## Tasks to carry out
A: Translate this sentence from the audio transformers article into Spanish: "They convert electrical audio signals into magnetic signals, then back again to electrical signals."
B: Decide whether each statement agrees with the audio transformers article. Answer yes or no for each, and quote the words from the article that decide it.
(i) Audio transformers are active devices.
(ii) Input transformers typically come in a shielded metal can.
(iii) The heyday of audio transformers ended in the 1960s.
C: Rewrite the audio transformers article starting with "The sonic and" and going on through "in your studio.", substituting "overlooked technology" for "forgotten technology".

## Source passage
++++++++

Audio Transformers Top 5 Ways To Improve Music Production Pt 01
Audio transformers are vintage audio components that were used in many commercial and consumer audio products. These passive audio components bring color, detail, improved sonic image, spatial separation and harmonics to audio signals. Their heyday was between the 40’s and the 80’s, even in the 90’s they were a critical component within pro audio gear, used by many professional recording studios, engineers and musicians. They convert electrical audio signals into magnetic signals, then back again to electrical signals. In this article we’ll try to gain a better understanding of audio transformers.
The sonic and electrical advantages gained by this conversion are many. In a sense this is forgotten technology, responsible for the amazing sound heard on many vintage recordings from around the world. Audio transformers have been used on any and all genres of music, hip-hop, lofi hip hop, boom bap, rap, jazz, soul, funk, reggae, electro, up-tempo, dance, rock, pop, country… you name it, and audio transformers have played a part in shaping the sound we hear in our music. In part one of this article, we will discuss the basic implementations and advantages of using audio transformers within the signal path. We will define the top five best uses for audio transformers in regard to fidelity and sonic flavor. Practical examples of how to use transformers in your studio.
These are passive devices. Audio transformers can be found in all types of audio equipment, radios / tuners, mixing consoles, pre-amps, amplifiers, equalizers, compressors, limiters… the list goes on. They are primarily used in the input and output sections, or to connect circuit blocks within the equipment. Audio transformers come in many shapes and sizes, in regard to audio transformers the basic types are input, output, E/I core and Toroidal core. Input transformers typically come in a shielded metal can, output transformers can be shielded or unshielded. They both have Primary input winding’s and Secondary output winding’s.

++++++++

## Data section
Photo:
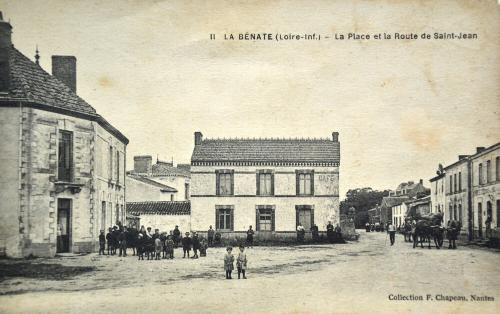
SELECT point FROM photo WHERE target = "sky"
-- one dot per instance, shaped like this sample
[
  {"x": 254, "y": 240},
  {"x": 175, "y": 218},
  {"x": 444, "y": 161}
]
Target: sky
[{"x": 401, "y": 106}]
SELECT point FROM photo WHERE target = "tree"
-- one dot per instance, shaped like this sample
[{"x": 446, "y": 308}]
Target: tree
[{"x": 362, "y": 199}]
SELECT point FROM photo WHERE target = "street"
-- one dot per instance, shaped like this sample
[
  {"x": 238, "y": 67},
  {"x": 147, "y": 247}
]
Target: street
[{"x": 365, "y": 276}]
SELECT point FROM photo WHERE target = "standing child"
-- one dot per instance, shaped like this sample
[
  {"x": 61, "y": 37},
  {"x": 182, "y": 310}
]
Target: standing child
[
  {"x": 241, "y": 262},
  {"x": 102, "y": 242},
  {"x": 186, "y": 244},
  {"x": 229, "y": 262},
  {"x": 109, "y": 239},
  {"x": 169, "y": 243},
  {"x": 158, "y": 248}
]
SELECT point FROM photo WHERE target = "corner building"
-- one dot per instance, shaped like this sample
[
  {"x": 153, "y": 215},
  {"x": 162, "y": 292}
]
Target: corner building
[
  {"x": 271, "y": 184},
  {"x": 62, "y": 164}
]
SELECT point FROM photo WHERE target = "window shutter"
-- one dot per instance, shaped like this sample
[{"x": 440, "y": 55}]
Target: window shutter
[
  {"x": 272, "y": 219},
  {"x": 232, "y": 182},
  {"x": 232, "y": 220},
  {"x": 272, "y": 183},
  {"x": 216, "y": 219},
  {"x": 297, "y": 191},
  {"x": 312, "y": 182},
  {"x": 312, "y": 216},
  {"x": 217, "y": 182},
  {"x": 257, "y": 184},
  {"x": 297, "y": 208},
  {"x": 257, "y": 227}
]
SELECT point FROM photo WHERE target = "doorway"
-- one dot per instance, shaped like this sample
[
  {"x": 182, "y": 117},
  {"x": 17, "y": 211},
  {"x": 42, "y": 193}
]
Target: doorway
[
  {"x": 305, "y": 216},
  {"x": 480, "y": 219},
  {"x": 63, "y": 225}
]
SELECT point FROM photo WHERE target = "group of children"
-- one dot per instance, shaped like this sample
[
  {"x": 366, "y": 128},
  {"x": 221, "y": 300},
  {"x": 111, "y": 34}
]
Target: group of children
[
  {"x": 156, "y": 246},
  {"x": 241, "y": 262}
]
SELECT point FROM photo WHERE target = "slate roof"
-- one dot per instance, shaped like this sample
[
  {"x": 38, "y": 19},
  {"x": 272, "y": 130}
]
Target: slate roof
[
  {"x": 267, "y": 150},
  {"x": 31, "y": 84},
  {"x": 159, "y": 208},
  {"x": 389, "y": 201},
  {"x": 164, "y": 169},
  {"x": 163, "y": 187}
]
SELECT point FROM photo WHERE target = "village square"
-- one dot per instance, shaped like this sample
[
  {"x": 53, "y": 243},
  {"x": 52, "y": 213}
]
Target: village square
[{"x": 245, "y": 224}]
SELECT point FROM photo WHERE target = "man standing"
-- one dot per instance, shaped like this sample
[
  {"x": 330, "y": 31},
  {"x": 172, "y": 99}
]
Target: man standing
[
  {"x": 196, "y": 244},
  {"x": 250, "y": 237},
  {"x": 329, "y": 232},
  {"x": 210, "y": 235},
  {"x": 122, "y": 238},
  {"x": 392, "y": 233},
  {"x": 315, "y": 233},
  {"x": 300, "y": 233},
  {"x": 177, "y": 236}
]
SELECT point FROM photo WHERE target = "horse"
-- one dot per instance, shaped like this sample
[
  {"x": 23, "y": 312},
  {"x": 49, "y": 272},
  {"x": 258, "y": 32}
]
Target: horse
[{"x": 427, "y": 228}]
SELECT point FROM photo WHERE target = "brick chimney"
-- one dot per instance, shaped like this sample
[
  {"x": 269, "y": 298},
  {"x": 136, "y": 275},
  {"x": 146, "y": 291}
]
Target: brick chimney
[
  {"x": 5, "y": 48},
  {"x": 143, "y": 164},
  {"x": 64, "y": 69},
  {"x": 198, "y": 138},
  {"x": 335, "y": 136}
]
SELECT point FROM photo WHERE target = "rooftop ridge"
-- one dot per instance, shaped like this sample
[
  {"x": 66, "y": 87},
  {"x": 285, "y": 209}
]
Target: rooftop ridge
[{"x": 302, "y": 139}]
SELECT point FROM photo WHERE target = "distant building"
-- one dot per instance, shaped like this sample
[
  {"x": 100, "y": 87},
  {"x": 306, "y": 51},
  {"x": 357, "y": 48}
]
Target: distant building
[
  {"x": 62, "y": 164},
  {"x": 409, "y": 189},
  {"x": 471, "y": 186},
  {"x": 271, "y": 184},
  {"x": 174, "y": 179},
  {"x": 485, "y": 169},
  {"x": 162, "y": 215}
]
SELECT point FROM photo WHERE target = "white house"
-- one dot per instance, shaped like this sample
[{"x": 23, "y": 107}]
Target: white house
[{"x": 271, "y": 184}]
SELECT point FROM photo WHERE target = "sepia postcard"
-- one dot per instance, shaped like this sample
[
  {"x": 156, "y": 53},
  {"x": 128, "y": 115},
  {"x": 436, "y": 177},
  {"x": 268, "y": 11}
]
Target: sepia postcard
[{"x": 281, "y": 156}]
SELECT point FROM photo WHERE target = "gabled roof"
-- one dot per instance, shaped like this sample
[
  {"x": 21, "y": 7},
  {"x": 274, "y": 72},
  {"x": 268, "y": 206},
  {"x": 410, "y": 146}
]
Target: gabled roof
[
  {"x": 162, "y": 169},
  {"x": 33, "y": 86},
  {"x": 159, "y": 208},
  {"x": 389, "y": 201},
  {"x": 163, "y": 187},
  {"x": 267, "y": 150}
]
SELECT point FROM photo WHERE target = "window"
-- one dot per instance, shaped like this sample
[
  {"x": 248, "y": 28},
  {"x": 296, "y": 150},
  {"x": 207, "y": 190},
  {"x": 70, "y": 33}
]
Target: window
[
  {"x": 65, "y": 160},
  {"x": 117, "y": 213},
  {"x": 264, "y": 218},
  {"x": 103, "y": 215},
  {"x": 498, "y": 212},
  {"x": 497, "y": 170},
  {"x": 488, "y": 171},
  {"x": 224, "y": 218},
  {"x": 225, "y": 182},
  {"x": 305, "y": 216},
  {"x": 117, "y": 166},
  {"x": 305, "y": 182},
  {"x": 455, "y": 183},
  {"x": 110, "y": 166},
  {"x": 265, "y": 182},
  {"x": 480, "y": 173},
  {"x": 186, "y": 191}
]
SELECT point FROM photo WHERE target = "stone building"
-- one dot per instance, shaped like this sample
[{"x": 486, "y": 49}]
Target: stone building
[
  {"x": 176, "y": 178},
  {"x": 271, "y": 184},
  {"x": 62, "y": 164},
  {"x": 162, "y": 215},
  {"x": 485, "y": 181},
  {"x": 471, "y": 187},
  {"x": 438, "y": 194},
  {"x": 457, "y": 192}
]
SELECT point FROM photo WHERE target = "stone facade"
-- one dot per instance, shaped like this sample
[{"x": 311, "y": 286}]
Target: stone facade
[
  {"x": 246, "y": 205},
  {"x": 62, "y": 165},
  {"x": 485, "y": 166}
]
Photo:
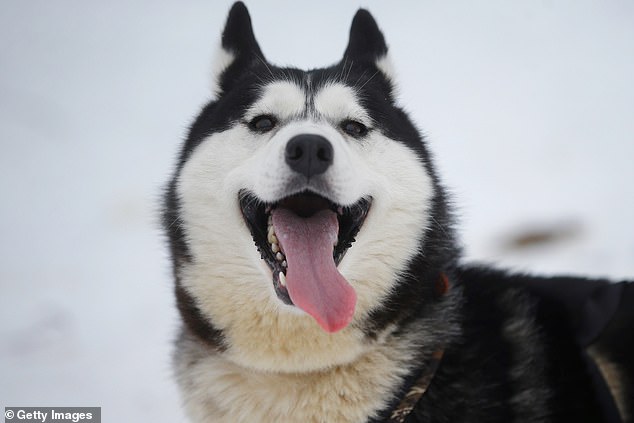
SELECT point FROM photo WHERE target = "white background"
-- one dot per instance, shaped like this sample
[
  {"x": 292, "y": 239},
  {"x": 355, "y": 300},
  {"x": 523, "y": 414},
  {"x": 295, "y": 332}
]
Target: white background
[{"x": 527, "y": 105}]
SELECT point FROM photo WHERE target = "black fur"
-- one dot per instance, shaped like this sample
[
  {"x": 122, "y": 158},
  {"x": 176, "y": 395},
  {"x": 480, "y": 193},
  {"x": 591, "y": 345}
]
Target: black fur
[{"x": 515, "y": 345}]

++++++++

## Written answers
A: Convierten las señales eléctricas de audio en señales magnéticas y luego nuevamente en señales eléctricas.

B:
(i) No: "These are passive devices."
(ii) Yes: "Input transformers typically come in a shielded metal can"
(iii) No: "Their heyday was between the 40’s and the 80’s"

C:
The sonic and electrical advantages gained by this conversion are many. In a sense this is overlooked technology, responsible for the amazing sound heard on many vintage recordings from around the world. Audio transformers have been used on any and all genres of music, hip-hop, lofi hip hop, boom bap, rap, jazz, soul, funk, reggae, electro, up-tempo, dance, rock, pop, country… you name it, and audio transformers have played a part in shaping the sound we hear in our music. In part one of this article, we will discuss the basic implementations and advantages of using audio transformers within the signal path. We will define the top five best uses for audio transformers in regard to fidelity and sonic flavor. Practical examples of how to use transformers in your studio.